- _Excerpt_:

Pivotal's Google Summer of Code 2014: Implementing Clustering Algorithms in MADlib

June 5, 2014 Andreas Scherbaum

featured-SummerOfCode This year marks the 10th year of Google Summer of Code (GSoC). Since it’s inception, over 7500 students have developed over 50 million lines of code by working with over 440 open source projects and 7000 open source mentors from 100 countries.

This summer, French computer science student Maxence Ahlouche’s proposal was chosen out of 6313 proposals and he is spending 12 weeks, from mid-May to end-of-August, developing two data science algorithms for MADlib, Pivotal’s open-source library of big data analytics and machine learning algorithms supporting PostgreSQL. The algorithms will also run on PostgreSQL-compatible, massively parallel database services like Pivotal Greenplum and the Pivotal distribution of Apache Hadoop® , Pivotal HD with HAWQ.

For GSoC 2014, Maxence was selected along with 1300 other students who will collectively work with 190 of the world’s top open source organizations, including The Apache Software Foundation, Ceph, CERN, Clojure, Debian, Drupal, FreeBSD, Git, Gnome, GNU, Google, Groovy, Haskell, Mozilla, openSUSE, phpMyAdmin, Python, R, PostgreSQL, Ruby on Rails, The Eclipse Foundation, The Fedora Project, The Linux Foundation, Twitter, WordPress, and Xen. The student efforts cover engineering software for web crawlers, in memory data grids, Javascript libraries, aggressive compilers, porting, integration, cryptography, semantics, self-tuning optimizers, speech recognition, computer vision, robotics, fuzzy visualization, and much more.

- _Data shown_:
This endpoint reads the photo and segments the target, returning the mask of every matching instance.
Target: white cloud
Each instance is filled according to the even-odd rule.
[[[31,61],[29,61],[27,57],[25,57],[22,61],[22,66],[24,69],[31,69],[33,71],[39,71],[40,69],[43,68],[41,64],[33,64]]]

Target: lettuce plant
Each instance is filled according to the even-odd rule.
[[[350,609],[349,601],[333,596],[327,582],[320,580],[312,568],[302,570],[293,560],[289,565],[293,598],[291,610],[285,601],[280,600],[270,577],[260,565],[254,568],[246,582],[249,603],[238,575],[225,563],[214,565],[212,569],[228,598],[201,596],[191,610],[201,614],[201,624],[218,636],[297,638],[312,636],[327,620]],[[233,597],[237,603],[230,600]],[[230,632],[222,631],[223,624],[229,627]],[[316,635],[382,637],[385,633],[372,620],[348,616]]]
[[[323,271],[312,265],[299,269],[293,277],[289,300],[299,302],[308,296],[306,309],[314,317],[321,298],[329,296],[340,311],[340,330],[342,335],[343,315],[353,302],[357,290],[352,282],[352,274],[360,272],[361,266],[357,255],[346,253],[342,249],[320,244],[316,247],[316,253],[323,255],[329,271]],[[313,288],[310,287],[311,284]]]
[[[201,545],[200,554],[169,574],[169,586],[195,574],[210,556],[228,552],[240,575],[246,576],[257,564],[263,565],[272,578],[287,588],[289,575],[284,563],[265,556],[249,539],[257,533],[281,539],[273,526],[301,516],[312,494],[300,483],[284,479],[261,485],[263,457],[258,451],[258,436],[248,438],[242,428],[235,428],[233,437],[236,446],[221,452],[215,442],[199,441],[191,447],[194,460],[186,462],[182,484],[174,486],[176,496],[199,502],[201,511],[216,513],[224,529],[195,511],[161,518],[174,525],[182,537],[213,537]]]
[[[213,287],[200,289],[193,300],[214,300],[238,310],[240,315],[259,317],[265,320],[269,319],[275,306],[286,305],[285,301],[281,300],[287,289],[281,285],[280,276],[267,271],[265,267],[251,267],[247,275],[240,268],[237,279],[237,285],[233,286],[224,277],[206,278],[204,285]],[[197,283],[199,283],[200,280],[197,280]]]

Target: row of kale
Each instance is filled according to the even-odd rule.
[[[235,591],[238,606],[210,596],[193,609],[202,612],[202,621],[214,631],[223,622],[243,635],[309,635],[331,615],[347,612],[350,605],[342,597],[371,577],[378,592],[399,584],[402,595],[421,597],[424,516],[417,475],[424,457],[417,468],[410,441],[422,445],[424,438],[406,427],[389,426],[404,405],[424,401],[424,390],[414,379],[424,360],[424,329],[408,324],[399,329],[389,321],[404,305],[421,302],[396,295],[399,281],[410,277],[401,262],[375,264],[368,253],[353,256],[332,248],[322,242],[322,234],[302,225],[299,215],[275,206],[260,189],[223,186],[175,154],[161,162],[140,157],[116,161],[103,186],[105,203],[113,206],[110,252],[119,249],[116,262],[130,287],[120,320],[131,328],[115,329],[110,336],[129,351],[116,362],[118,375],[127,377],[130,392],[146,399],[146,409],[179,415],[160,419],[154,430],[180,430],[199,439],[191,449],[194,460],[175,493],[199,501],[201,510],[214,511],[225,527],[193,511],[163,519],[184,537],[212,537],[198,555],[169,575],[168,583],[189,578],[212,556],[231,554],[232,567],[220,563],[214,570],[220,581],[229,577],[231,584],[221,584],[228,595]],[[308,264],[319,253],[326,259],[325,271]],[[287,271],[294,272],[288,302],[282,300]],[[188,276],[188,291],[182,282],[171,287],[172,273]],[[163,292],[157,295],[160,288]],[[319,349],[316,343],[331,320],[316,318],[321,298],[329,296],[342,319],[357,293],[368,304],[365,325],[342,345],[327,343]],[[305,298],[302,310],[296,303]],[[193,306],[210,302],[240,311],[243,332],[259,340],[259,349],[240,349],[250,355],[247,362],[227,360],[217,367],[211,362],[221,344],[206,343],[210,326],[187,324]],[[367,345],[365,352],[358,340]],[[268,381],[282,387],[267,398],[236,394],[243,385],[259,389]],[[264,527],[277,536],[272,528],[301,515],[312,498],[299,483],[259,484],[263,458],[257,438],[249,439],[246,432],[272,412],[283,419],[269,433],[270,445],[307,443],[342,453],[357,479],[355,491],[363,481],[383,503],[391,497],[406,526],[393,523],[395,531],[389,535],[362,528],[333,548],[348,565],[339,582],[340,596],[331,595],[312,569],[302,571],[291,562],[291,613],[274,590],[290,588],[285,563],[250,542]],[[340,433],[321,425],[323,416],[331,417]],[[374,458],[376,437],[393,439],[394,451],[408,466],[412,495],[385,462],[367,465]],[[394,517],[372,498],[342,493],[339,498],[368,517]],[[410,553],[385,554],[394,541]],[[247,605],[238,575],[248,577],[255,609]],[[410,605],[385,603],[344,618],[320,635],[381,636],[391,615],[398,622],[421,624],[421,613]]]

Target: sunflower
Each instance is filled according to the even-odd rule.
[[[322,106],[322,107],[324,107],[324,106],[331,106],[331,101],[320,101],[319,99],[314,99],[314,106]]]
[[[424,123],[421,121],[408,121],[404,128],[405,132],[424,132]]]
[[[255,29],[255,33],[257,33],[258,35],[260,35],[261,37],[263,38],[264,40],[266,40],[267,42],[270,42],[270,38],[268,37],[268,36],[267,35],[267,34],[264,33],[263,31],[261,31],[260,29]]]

- _Exercise_:
Please answer from the Google Summer of Code article above: out of how many proposals was Maxence Ahlouche's proposal chosen?

- _Exercise response_:
6313 proposals.